• [Problem details]
A word-for-word restatement of every entry is what is needed here.

• [Data records]

● ● ●

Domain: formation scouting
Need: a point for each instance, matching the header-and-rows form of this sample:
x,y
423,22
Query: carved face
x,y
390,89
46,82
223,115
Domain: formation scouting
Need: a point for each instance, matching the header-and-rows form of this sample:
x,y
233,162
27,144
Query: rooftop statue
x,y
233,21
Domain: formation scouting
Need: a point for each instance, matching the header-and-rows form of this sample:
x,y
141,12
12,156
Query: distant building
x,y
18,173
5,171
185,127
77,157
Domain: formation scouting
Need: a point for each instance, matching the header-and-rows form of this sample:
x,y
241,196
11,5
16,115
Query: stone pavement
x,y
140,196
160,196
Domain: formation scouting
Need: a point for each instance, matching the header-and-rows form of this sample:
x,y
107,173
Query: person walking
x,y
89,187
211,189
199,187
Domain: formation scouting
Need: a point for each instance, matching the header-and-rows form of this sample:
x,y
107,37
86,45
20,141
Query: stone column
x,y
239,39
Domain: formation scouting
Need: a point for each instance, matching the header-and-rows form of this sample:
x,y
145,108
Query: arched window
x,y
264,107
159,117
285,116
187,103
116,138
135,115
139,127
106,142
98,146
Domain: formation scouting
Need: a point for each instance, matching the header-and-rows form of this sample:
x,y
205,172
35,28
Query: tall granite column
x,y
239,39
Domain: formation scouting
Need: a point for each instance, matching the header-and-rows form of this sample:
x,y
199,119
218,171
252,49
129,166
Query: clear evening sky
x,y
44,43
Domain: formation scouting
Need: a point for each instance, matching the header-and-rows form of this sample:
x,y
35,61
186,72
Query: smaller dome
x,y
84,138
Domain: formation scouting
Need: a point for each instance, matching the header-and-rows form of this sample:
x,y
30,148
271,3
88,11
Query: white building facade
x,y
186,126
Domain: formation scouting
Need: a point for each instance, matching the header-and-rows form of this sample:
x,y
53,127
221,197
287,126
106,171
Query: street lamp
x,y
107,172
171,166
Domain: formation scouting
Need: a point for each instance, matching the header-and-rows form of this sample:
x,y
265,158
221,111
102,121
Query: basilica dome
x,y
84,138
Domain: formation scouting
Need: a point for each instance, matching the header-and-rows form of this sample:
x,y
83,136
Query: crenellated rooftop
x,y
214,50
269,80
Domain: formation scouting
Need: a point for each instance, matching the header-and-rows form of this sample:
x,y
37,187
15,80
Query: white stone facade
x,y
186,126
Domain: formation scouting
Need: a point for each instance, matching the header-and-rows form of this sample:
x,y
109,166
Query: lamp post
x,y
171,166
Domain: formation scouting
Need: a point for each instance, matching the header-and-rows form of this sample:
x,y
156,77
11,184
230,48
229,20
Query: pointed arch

● ● ●

• [Your solution]
Domain: formation scouting
Need: a point for each instance, matching the header-and-rows form of this sample:
x,y
423,22
Query: carved face
x,y
390,89
46,82
223,115
Domain: formation scouting
Need: a point for each instance, matching the header-and-rows form of this sample:
x,y
233,162
27,144
Query: rooftop statue
x,y
233,21
Domain: formation scouting
Need: a point for each instance, matching the header-and-rows form of this sample:
x,y
141,12
12,156
Query: distant building
x,y
18,173
5,171
185,127
77,157
Domain: formation scouting
Need: a point for each instance, matching the header-and-rows form of this sample:
x,y
241,196
11,5
16,115
Query: stone pavement
x,y
140,196
160,196
Domain: formation scouting
Need: a point for each instance, matching the header-and-rows form of this sample:
x,y
107,173
Query: person walking
x,y
89,187
211,189
199,187
Domain: formation scouting
Need: a point for each instance, matching the header-and-rows form of this sample:
x,y
107,37
86,45
20,141
Query: stone column
x,y
239,39
Domain: formation scouting
Need: a point for each instance, matching the header-and-rows form of this sample:
x,y
145,108
Query: arched window
x,y
264,107
159,117
285,116
187,103
116,138
135,115
139,127
106,142
98,146
Domain: formation scouting
Need: a point for each instance, matching the header-and-rows form of this sample:
x,y
205,172
35,28
Query: tall granite column
x,y
239,39
Domain: formation scouting
Need: a point for each instance, matching the header-and-rows form of this sample:
x,y
199,119
218,171
252,49
129,166
Query: clear evening sky
x,y
44,43
Domain: formation scouting
Need: a point for each instance, matching the header-and-rows form of this sample:
x,y
35,61
186,72
Query: smaller dome
x,y
84,138
Domain: formation scouting
Need: a point for each instance, matching the header-and-rows form of this sample:
x,y
30,148
271,3
88,11
Query: white building facade
x,y
186,126
Domain: formation scouting
Need: a point for each instance, matching the header-and-rows form of this sample:
x,y
53,127
221,197
287,126
106,171
Query: street lamp
x,y
107,172
171,166
Domain: formation scouting
Need: a point for each instance, matching the header-and-rows form of this sample:
x,y
265,158
221,111
102,121
Query: basilica dome
x,y
84,138
Domain: formation scouting
Need: a point for each instance, matching the header-and-rows form of this sample:
x,y
83,136
Query: crenellated rooftop
x,y
214,50
269,80
Domain: formation scouting
Need: a point for each instance, matching the header-and-rows form of this sample:
x,y
37,187
15,80
Query: white stone facade
x,y
186,126
Domain: formation scouting
Need: a point for each instance, matching the header-and-rows form of this sample:
x,y
109,166
Query: lamp post
x,y
171,166
Domain: formation scouting
Need: a point for each instance, matching the header-and-rows form of this sample:
x,y
156,77
11,184
230,48
229,20
Query: pointed arch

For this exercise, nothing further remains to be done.